- _The task_:
Could you give back the whole listing exactly as written?

*** Data for the task ***

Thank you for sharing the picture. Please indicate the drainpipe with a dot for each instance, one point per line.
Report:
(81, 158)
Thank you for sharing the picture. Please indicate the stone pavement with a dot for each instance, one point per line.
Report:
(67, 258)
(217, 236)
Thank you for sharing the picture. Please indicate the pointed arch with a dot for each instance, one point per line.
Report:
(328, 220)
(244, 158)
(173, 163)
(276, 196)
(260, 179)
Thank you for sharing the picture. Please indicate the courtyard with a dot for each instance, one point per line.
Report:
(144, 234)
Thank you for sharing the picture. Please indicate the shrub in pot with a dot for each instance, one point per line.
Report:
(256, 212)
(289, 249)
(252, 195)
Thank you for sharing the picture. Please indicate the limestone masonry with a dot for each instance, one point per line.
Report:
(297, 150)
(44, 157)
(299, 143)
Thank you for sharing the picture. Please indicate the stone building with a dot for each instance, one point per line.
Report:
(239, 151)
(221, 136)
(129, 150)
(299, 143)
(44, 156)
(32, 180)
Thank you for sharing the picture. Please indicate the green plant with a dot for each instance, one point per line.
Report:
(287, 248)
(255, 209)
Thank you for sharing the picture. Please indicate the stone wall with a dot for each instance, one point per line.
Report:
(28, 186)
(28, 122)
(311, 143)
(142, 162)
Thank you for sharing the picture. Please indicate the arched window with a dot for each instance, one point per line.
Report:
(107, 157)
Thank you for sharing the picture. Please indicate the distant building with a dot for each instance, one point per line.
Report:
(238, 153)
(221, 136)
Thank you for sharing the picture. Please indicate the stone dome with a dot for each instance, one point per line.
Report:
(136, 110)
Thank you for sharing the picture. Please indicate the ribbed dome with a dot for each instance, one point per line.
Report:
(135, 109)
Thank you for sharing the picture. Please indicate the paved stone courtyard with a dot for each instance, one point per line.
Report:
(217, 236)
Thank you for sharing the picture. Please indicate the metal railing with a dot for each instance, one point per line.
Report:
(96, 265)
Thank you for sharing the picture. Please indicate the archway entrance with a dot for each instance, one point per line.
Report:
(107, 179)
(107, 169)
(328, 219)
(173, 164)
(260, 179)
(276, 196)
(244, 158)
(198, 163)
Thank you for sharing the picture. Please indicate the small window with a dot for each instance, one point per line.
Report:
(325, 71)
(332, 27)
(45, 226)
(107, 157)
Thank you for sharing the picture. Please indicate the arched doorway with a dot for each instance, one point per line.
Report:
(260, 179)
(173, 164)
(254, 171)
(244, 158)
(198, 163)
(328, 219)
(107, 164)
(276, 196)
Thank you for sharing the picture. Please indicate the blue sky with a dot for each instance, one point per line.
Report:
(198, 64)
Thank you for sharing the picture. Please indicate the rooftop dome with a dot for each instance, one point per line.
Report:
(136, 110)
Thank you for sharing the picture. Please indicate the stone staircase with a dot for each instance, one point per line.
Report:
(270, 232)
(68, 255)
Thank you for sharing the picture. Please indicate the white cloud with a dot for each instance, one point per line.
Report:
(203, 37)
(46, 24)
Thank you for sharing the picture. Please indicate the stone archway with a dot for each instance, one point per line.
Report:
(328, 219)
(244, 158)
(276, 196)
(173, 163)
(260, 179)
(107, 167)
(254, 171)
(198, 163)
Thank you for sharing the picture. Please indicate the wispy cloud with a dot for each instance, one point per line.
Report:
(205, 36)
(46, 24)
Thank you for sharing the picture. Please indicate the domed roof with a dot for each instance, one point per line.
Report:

*** End of Data for the task ***

- _Result for this task_:
Thank you for sharing the picture. Please indicate the drainpipe with a dot for each instance, one point per line.
Report:
(81, 158)
Thank you for sharing the picture. Please indicate the stone pavement with a dot for each instance, one point per line.
Report:
(67, 258)
(217, 236)
Thank you for sharing the picture. Please indicate the pointed arch with a dot for each instance, one point per line.
Report:
(328, 220)
(244, 158)
(173, 163)
(276, 196)
(260, 179)
Thank you for sharing the picture. Please indicate the courtyard with a dot for each instance, one point per line.
Report:
(144, 234)
Thank you for sharing the picture. Please indicate the shrub in pot with a dot for each instance, one point per line.
Report:
(256, 212)
(289, 249)
(252, 195)
Thank you for sharing the picture. Please indicate the limestone masonry with a dot for each instance, one point per line.
Report:
(297, 150)
(44, 157)
(299, 143)
Thank you for sharing the picture. Please indicate the stone building with a dot for each instance, one point per line.
Report:
(239, 151)
(221, 136)
(129, 150)
(299, 143)
(44, 156)
(32, 180)
Thank you for sharing the picture. Please indicate the green plant with a dot for each instance, one point per line.
Report:
(287, 248)
(255, 209)
Thank you for sharing the picture. Please indicate the stone wall with a dot for each instance, one point per line.
Report:
(28, 186)
(28, 122)
(311, 143)
(142, 162)
Thank you for sharing the picture. Please indicate the arched window with a dot for each instance, one point per line.
Report:
(107, 157)
Thank you for sharing the picture. Please indicate the distant building with a dot for each instance, one point per line.
Report:
(238, 153)
(221, 136)
Thank you for sharing the picture. Please indicate the stone dome with a dot for each instance, one point per line.
Report:
(136, 110)
Thank you for sharing the picture. Please indicate the ribbed dome with a dot for each instance, one point per line.
Report:
(135, 109)
Thank you for sharing the picture. Please indicate the paved stone courtyard with a dot for each instance, one point per line.
Report:
(217, 236)
Thank you for sharing the picture. Please indicate the metal railing with a dot for each instance, one point per line.
Report:
(96, 265)
Thank you for sharing the picture. Please indicate the archway entrance with a dot for each instance, one point per line.
Report:
(107, 179)
(107, 169)
(328, 219)
(173, 164)
(260, 179)
(276, 196)
(244, 158)
(198, 163)
Thank you for sharing the picture. Please indicate the small window with a dot for each instance, one point per line.
Report:
(325, 71)
(332, 27)
(45, 226)
(107, 157)
Thank you for sharing the picture. Please indicate the arched doorway with a dot for each instance, one point per line.
Report:
(260, 179)
(173, 164)
(254, 171)
(244, 158)
(198, 163)
(328, 219)
(107, 164)
(276, 196)
Thank you for sharing the picture. Please indicate the blue sky with a dot for each instance, one point per line.
Report:
(198, 64)
Thank you for sharing the picture. Please indicate the rooftop dome with a dot for each instance, one point per line.
Report:
(136, 110)
Thank you for sharing the picture. Please indicate the stone staircase with a dot for each instance, one point per line.
Report:
(270, 232)
(68, 255)
Thank you for sharing the picture. Please indicate the white cloud with a dot for each instance, one point per line.
Report:
(203, 37)
(46, 24)
Thank you for sharing the picture. Please indicate the stone archway with a dot for each instance, one point per line.
Report:
(328, 219)
(244, 158)
(276, 196)
(173, 163)
(260, 179)
(107, 167)
(254, 171)
(198, 163)
Thank you for sharing the picture. Please indicate the wispy cloud with a dot for each instance, one point per line.
Report:
(205, 36)
(46, 24)
Thank you for sharing the picture. Please indicate the domed roof with a dot for each instance, one point per line.
Report:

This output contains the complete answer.